Brief: Please count how many lines in the records below contain the word "workbench", treating uppercase and lowercase as different, and reply with only that number.

Input data:
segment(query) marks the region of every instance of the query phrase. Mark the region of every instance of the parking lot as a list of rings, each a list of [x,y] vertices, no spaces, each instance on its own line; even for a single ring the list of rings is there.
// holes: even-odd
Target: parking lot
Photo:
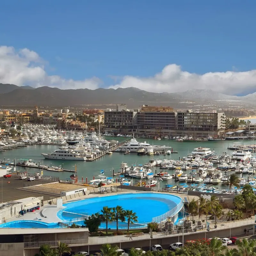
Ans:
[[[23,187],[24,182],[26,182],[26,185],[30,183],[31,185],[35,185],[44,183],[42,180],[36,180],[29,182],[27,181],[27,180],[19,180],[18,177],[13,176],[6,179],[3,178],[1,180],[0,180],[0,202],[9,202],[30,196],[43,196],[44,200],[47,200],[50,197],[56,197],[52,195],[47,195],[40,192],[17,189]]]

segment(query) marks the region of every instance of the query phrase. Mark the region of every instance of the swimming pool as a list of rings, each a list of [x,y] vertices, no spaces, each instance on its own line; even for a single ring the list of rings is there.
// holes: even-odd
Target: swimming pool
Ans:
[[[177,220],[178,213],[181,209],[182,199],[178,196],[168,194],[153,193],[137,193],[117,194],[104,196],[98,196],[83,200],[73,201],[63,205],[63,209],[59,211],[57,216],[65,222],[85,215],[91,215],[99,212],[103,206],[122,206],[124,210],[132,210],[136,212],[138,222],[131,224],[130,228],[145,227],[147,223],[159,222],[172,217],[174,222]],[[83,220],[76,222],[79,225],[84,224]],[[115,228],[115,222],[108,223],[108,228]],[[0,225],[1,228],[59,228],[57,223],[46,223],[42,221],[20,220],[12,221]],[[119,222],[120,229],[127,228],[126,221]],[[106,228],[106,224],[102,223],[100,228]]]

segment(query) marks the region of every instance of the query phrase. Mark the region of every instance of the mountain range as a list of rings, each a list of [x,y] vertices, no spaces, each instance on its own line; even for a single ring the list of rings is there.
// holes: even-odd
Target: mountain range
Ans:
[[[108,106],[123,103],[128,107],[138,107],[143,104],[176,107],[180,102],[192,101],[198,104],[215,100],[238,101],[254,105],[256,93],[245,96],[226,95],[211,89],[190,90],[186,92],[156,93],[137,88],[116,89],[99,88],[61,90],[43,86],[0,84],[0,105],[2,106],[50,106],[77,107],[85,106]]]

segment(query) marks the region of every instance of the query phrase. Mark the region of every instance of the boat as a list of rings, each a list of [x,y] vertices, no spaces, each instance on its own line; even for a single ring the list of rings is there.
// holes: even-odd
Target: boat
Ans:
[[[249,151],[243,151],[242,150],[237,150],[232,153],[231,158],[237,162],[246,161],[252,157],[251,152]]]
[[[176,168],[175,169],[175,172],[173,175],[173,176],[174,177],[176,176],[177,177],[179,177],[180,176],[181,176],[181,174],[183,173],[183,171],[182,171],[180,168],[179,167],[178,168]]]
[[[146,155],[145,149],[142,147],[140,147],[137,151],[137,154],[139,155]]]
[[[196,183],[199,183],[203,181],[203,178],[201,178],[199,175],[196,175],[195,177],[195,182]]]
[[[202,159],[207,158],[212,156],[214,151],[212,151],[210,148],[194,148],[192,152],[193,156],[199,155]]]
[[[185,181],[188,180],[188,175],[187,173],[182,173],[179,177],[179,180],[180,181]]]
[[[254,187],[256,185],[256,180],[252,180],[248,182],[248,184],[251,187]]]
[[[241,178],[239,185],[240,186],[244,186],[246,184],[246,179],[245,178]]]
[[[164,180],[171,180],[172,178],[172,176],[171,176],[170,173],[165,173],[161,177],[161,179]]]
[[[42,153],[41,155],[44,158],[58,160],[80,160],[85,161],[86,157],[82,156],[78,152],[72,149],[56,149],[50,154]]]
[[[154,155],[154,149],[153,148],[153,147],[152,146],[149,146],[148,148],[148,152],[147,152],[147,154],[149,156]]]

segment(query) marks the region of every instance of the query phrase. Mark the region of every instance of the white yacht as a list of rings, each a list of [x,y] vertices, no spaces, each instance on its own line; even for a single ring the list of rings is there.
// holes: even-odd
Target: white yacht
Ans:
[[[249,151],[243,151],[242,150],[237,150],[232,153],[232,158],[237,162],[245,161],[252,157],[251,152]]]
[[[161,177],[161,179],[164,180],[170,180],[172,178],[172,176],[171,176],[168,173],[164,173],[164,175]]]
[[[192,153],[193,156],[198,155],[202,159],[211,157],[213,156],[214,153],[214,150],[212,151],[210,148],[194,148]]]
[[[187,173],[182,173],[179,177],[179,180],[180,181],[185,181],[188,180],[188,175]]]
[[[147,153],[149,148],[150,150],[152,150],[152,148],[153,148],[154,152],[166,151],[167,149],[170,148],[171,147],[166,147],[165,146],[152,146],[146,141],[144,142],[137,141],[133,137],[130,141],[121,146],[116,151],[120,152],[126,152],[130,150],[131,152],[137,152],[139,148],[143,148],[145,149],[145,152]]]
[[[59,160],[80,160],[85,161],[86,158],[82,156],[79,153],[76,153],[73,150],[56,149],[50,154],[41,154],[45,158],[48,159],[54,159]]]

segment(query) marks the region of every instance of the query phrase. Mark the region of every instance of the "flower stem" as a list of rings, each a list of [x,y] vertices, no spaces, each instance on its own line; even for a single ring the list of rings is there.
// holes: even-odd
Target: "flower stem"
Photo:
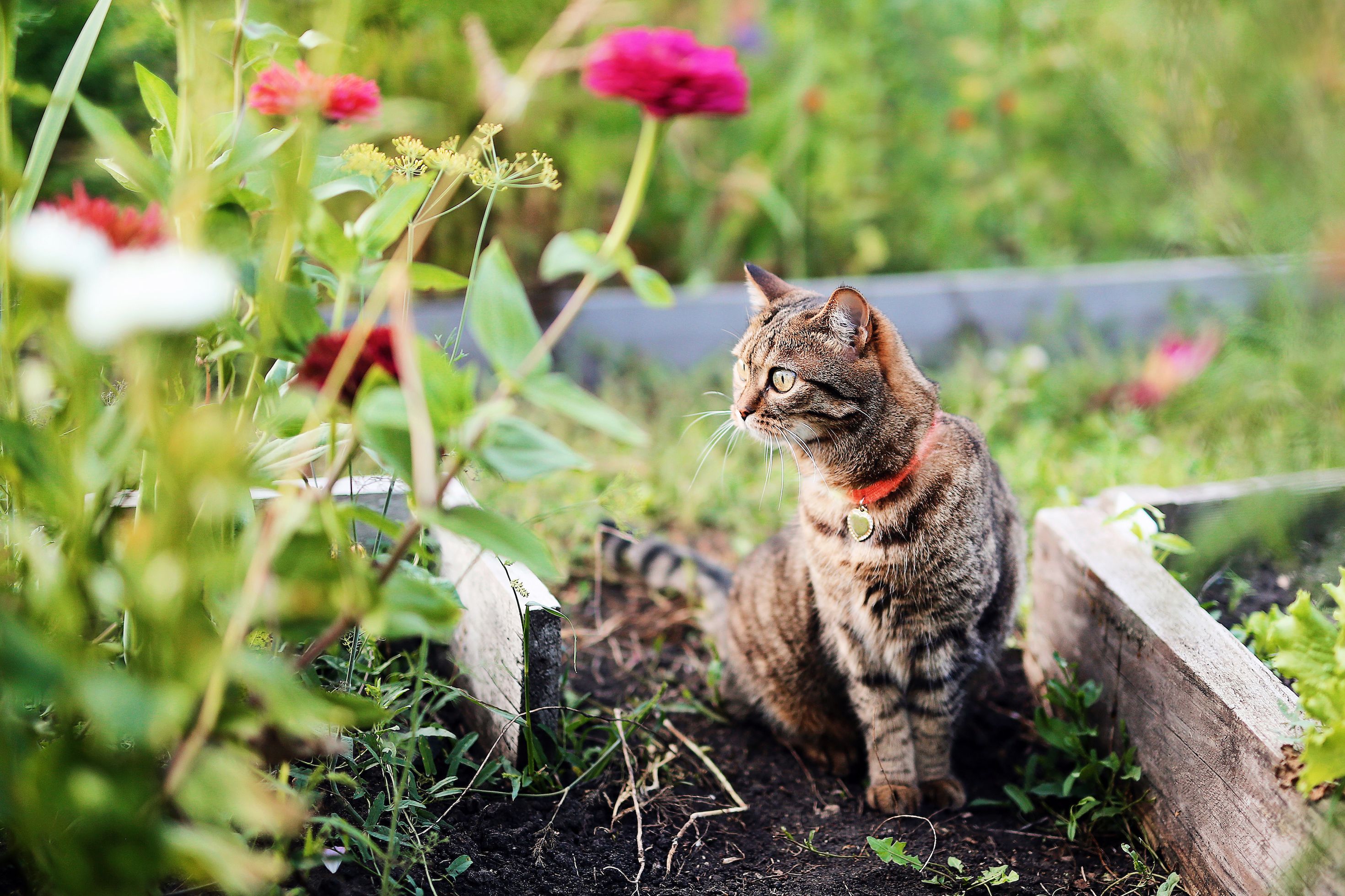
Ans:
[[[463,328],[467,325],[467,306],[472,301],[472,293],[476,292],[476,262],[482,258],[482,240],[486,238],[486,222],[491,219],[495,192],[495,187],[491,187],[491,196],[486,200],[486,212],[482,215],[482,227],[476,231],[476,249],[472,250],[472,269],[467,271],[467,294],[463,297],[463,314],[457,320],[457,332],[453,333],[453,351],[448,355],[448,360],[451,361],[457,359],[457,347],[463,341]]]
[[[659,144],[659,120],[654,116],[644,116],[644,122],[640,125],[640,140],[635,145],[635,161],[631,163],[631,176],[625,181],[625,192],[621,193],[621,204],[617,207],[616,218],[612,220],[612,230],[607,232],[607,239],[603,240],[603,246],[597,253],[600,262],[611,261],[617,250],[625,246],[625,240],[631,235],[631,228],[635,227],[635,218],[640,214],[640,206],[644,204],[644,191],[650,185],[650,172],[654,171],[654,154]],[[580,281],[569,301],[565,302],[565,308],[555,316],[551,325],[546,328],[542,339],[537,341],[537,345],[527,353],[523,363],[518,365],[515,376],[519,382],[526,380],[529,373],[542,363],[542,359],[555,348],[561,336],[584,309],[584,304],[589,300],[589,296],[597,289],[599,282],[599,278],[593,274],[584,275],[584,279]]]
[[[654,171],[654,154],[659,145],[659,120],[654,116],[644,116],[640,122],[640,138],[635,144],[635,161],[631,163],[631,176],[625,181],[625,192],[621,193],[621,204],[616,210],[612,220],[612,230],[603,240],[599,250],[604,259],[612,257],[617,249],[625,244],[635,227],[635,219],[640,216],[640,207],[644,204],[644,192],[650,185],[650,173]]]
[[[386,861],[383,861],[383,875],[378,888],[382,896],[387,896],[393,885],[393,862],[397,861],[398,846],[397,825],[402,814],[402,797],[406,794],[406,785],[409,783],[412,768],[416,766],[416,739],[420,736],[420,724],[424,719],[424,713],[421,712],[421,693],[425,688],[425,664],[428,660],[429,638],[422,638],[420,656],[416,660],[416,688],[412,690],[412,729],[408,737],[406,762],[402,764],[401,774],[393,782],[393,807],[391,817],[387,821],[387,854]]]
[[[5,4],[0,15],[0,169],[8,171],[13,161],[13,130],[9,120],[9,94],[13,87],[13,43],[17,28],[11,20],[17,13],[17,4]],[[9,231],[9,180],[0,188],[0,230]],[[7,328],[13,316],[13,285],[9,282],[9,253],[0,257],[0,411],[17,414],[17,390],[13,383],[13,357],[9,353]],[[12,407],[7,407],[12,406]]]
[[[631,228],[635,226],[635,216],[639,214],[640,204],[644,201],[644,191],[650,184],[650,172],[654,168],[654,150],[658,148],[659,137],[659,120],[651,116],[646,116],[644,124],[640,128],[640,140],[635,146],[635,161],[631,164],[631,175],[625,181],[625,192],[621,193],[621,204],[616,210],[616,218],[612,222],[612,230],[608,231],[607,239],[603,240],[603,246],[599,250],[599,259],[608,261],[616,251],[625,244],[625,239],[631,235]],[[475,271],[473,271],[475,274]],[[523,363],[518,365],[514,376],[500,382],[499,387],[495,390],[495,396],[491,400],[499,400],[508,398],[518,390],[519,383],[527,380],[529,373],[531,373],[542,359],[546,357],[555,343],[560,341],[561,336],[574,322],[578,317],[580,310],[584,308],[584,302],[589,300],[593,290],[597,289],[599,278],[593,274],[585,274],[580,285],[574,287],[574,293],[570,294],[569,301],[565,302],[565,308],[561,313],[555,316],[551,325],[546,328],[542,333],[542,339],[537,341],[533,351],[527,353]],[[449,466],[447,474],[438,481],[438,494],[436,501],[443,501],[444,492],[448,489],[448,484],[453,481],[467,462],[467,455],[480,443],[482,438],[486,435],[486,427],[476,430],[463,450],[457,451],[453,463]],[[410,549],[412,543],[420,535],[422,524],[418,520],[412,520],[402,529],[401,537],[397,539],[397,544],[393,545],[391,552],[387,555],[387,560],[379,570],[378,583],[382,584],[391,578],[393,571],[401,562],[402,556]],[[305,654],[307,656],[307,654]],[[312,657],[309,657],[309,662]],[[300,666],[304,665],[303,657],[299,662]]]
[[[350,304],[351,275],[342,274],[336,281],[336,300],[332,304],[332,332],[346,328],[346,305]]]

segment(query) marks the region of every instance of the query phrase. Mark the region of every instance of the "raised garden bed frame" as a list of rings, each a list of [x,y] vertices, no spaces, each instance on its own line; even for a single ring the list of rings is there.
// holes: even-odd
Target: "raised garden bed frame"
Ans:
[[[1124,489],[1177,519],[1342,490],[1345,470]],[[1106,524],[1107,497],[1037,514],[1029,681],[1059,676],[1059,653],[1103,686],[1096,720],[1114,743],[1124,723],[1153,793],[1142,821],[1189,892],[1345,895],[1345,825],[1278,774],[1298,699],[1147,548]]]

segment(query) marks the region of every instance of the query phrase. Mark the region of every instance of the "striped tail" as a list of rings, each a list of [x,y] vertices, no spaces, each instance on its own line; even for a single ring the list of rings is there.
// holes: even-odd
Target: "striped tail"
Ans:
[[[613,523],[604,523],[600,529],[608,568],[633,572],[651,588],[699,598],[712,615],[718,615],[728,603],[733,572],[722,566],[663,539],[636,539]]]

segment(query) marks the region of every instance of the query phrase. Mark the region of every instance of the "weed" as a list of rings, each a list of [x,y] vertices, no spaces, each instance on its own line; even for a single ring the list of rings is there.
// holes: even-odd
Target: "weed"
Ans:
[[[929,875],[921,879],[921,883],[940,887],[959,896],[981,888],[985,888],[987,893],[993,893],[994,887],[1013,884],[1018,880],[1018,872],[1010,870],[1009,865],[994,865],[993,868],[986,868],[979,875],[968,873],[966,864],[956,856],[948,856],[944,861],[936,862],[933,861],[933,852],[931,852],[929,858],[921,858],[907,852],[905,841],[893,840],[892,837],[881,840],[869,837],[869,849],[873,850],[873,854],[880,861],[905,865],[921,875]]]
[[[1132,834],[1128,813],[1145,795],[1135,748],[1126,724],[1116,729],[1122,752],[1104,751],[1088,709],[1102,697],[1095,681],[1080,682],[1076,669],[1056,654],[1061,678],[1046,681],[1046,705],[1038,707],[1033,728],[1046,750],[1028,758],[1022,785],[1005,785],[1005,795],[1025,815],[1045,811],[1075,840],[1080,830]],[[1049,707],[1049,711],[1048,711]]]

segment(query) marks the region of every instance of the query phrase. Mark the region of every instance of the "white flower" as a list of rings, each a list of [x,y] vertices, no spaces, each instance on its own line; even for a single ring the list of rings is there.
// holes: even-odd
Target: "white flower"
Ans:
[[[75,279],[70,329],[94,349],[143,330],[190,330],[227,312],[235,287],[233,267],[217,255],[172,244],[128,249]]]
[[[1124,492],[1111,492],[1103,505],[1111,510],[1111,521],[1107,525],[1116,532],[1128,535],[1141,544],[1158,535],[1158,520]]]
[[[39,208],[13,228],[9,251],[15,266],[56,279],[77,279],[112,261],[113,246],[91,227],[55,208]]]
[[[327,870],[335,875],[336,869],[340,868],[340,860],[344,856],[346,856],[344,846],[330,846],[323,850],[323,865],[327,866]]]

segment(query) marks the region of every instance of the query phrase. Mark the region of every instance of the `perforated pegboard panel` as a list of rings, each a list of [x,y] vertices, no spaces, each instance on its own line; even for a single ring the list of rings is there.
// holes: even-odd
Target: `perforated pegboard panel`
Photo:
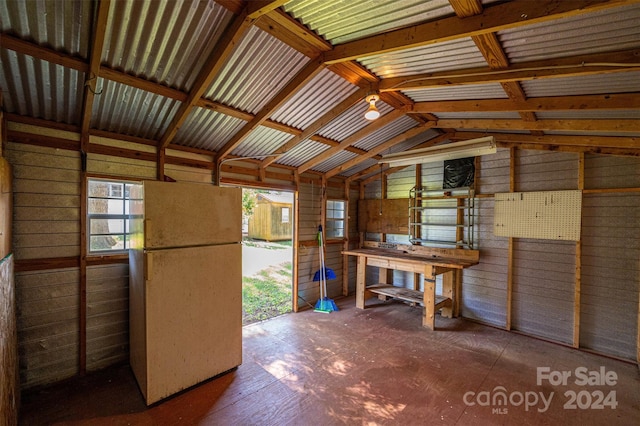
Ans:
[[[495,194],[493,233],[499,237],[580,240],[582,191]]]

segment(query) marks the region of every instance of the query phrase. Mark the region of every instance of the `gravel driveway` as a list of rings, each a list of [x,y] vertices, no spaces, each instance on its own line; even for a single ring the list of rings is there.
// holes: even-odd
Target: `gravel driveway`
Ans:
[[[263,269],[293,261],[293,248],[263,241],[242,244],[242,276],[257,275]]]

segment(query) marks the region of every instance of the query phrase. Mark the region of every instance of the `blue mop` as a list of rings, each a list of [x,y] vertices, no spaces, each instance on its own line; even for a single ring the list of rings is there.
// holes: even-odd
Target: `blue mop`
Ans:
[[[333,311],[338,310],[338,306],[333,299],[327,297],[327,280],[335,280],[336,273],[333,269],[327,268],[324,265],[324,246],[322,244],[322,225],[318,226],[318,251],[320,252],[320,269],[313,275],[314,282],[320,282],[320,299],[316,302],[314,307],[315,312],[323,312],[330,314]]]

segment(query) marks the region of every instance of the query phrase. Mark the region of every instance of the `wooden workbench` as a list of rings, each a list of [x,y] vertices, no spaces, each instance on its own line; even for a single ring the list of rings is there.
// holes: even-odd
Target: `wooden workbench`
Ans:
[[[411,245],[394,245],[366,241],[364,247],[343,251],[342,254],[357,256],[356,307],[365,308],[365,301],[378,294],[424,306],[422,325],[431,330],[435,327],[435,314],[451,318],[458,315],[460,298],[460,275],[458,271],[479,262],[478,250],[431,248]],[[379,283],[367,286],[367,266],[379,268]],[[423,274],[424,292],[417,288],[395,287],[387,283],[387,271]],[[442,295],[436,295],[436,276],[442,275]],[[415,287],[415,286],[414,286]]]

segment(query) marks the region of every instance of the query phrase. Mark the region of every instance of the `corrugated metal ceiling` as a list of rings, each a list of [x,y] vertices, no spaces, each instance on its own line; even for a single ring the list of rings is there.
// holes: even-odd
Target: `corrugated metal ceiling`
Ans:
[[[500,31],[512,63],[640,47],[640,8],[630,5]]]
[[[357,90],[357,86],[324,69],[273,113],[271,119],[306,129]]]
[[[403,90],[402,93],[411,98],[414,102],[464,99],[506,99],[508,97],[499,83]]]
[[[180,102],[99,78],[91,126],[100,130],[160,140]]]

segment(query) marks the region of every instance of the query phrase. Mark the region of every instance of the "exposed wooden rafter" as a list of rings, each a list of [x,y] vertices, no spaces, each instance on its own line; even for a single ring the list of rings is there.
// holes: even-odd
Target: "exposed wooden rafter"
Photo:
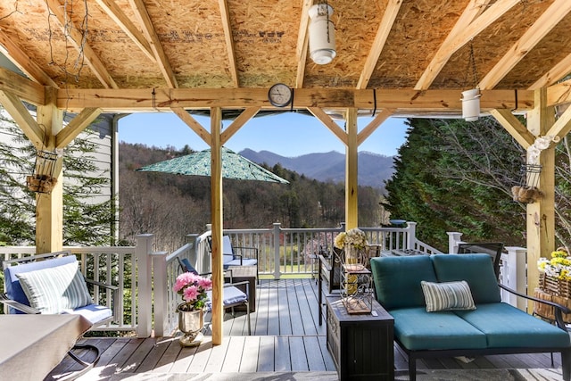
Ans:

Solution to this task: 2